>> START Quoted text
23
$\begingroup$

I've been trying to evaluate the following integral from the 2011 Harvard PhD Qualifying Exam. For all $n\in\mathbb{N}^+$ in general:

$\int\limits_0^\infty \! \frac{x^{1/n}}{1+x^2} \ \mathrm{d}x$

However, I'm not quite sure where to begin, even. There is a possibility that it is related to complex analysis, so I tried going at it with Cauchy's and also with residues, but I still haven't managed to get any further in solving it.

  • 0
    @Micah: and for $a=0$, too! :-)2012-07-28

5 Answers 5

22

Beta function

I see @robjohn beat me to it. The substitution is slightly different, so here it is.

Here's a simple approach using the beta function.

First, notice the integral diverges logarithmically for $n=1$, since the integrand goes like $1/x$ for large $x$.

Let $t=x^2$. Then $\begin{eqnarray*} \int_0^\infty dx\, \frac{x^{1/n}}{1+x^2} &=& \frac{1}{2}\int_0^\infty dt\, \frac{t^{(1-n)/(2n)}}{1+t} \\ &=& \frac{1}{2} \textstyle B\left(\frac{1}{2} + \frac{1}{2n}, \frac{1}{2} - \frac{1}{2n}\right) \\ &=& \frac{1}{2} \textstyle\Gamma\left(\frac{1}{2} + \frac{1}{2n}\right) \Gamma\left(\frac{1}{2} - \frac{1}{2n}\right) \\ &=& \frac{\pi}{2 \sin\left(\frac{\pi}{2} + \frac{\pi}{2n}\right)} \\ &=& \frac{\pi}{2} \sec \frac{\pi}{2n}. \end{eqnarray*}$

Some details

Above we use the integral representation for the beta function $B(x,y) = \int_0^\infty dt\, \frac{t^{x-1}}{(1+t)^{x+y}}$ for $\mathrm{Re}(x)>0$, $\mathrm{Re}(y)>0$. We also use Euler's reflection formula, $\Gamma(1-z)\Gamma(z) = \frac{\pi}{\sin\pi z}.$

Addendum: A method with residue calculus

Let $t = x^{1/n}$. Then $\begin{eqnarray*} I &=& \int_0^\infty dx\, \frac{x^{1/n}}{1+x^2} \\ &=& n\int_0^\infty dt\, \frac{t^n}{t^{2n}+1} \end{eqnarray*}$ Notice the last integral has no cuts for integral $n$. The residues are at the roots of $t^{2n}+1=0$. Consider the pie-shaped contour with one edge along the positive real axis, another edge along the line $e^{i\pi/n}t$ with $t$ real and positive, and the "crust" at infinity.
>> END Quoted text
>> START Supplied entries
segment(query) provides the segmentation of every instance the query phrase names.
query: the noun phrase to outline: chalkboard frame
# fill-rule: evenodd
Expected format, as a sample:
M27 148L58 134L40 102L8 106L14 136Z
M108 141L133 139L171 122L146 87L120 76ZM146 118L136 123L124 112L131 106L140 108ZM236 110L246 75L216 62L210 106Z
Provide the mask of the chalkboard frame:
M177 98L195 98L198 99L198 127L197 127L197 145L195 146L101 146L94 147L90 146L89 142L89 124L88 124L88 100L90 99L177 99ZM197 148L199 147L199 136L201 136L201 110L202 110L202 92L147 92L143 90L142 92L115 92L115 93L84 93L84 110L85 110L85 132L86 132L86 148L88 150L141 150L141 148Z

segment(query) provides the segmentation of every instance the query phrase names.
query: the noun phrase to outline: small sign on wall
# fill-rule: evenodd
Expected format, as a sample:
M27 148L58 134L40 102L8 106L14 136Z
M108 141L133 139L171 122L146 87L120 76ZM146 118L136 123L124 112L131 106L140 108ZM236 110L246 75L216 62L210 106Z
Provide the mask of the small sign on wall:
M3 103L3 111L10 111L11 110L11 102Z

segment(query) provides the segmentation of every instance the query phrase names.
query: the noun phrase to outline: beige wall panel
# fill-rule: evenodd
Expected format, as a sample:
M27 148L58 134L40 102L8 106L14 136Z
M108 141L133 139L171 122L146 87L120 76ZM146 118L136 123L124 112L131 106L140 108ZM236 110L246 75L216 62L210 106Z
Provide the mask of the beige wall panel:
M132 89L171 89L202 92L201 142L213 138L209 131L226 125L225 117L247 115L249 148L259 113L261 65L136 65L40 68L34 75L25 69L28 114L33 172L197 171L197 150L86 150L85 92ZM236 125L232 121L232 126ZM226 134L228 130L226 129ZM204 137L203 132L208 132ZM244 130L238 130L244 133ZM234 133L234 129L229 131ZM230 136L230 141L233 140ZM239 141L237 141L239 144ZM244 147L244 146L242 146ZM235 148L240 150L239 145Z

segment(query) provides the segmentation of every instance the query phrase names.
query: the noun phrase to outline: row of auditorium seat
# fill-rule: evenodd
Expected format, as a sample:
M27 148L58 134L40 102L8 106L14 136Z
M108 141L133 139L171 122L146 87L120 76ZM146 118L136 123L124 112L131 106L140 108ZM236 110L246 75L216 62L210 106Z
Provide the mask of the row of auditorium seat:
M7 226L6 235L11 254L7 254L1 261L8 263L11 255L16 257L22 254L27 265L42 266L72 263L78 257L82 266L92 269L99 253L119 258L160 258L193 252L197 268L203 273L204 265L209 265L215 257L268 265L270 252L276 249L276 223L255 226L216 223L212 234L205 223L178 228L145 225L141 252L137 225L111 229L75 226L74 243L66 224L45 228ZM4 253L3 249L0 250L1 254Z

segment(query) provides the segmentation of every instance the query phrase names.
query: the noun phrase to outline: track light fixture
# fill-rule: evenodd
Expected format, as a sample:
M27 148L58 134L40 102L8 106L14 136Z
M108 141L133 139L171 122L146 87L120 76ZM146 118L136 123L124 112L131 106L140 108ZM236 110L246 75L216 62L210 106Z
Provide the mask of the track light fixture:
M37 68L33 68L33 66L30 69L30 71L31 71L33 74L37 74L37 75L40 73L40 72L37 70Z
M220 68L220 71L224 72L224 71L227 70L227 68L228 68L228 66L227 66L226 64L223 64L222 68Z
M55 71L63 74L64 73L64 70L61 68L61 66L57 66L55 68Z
>> END Supplied entries
● **What you will do**
• 1. Using the forum thread about the integral, say whether each statement below agrees with it, answering yes or no and quoting the words that decide it.
(a) The integral comes from the 2011 Harvard PhD Qualifying Exam.
(b) The beta-function answer states that the integral converges for n = 1.
(c) The residue method uses a pie-shaped contour with one edge along the positive real axis.
• 2. Summarize the forum thread about the integral in three sentences.
• 3. Continue the forum thread about the integral from the point where its text stops.

● **Expected outputs**
• 1.
(a) Yes: "from the 2011 Harvard PhD Qualifying Exam"
(b) No: "the integral diverges logarithmically for $n=1$"
(c) Yes: "Consider the pie-shaped contour with one edge along the positive real axis"

• 2. The poster asks how to evaluate the integral of x^{1/n}/(1+x^2) from 0 to infinity, taken from the 2011 Harvard PhD Qualifying Exam, and reports trying Cauchy's theorem and residues without success. One answer notes that the integral diverges logarithmically for n = 1, then substitutes t = x^2 and uses the beta function and Euler's reflection formula to obtain (π/2) sec(π/(2n)). An addendum begins a residue method: it substitutes t = x^{1/n}, places the residues at the roots of t^{2n} + 1 = 0, and sets up a pie-shaped contour.

• 3.
$\hspace{4.5cm}$pie-shaped contour

There is one residue in the contour at $t_0 = e^{i\pi/(2n)}$. The integral along the real axis is just $I$. The integral along the other edge of the pie is $\begin{eqnarray*} I' &=& n\int_\gamma dz\,\frac{z^n}{z^{2n}+1} \\ &=& n \int_\infty^0 dt e^{i\pi/n} \frac{t^n e^{i\pi}}{t^{2n}+1} \\ &=& -e^{i(n+1)\pi/n} I. \end{eqnarray*}$ The integral along the crust goes like $1/R^{2n-1}$ as the radius of the pie goes to infinity, and so vanishes in the limit. Therefore, $\begin{eqnarray*} I + I' &=& 2\pi i \,\mathrm{Res}_{t=t_0}\, \frac{t^n}{t^{2n}+1} \\ &=& 2\pi i \frac{t_0^n}{2n t_0^{2n-1}}. \end{eqnarray*}$ Using this and the formula for $I'$ in terms of $I$ above we find $I = \frac{\pi}{2} \sec \frac{\pi}{2n},$ as before.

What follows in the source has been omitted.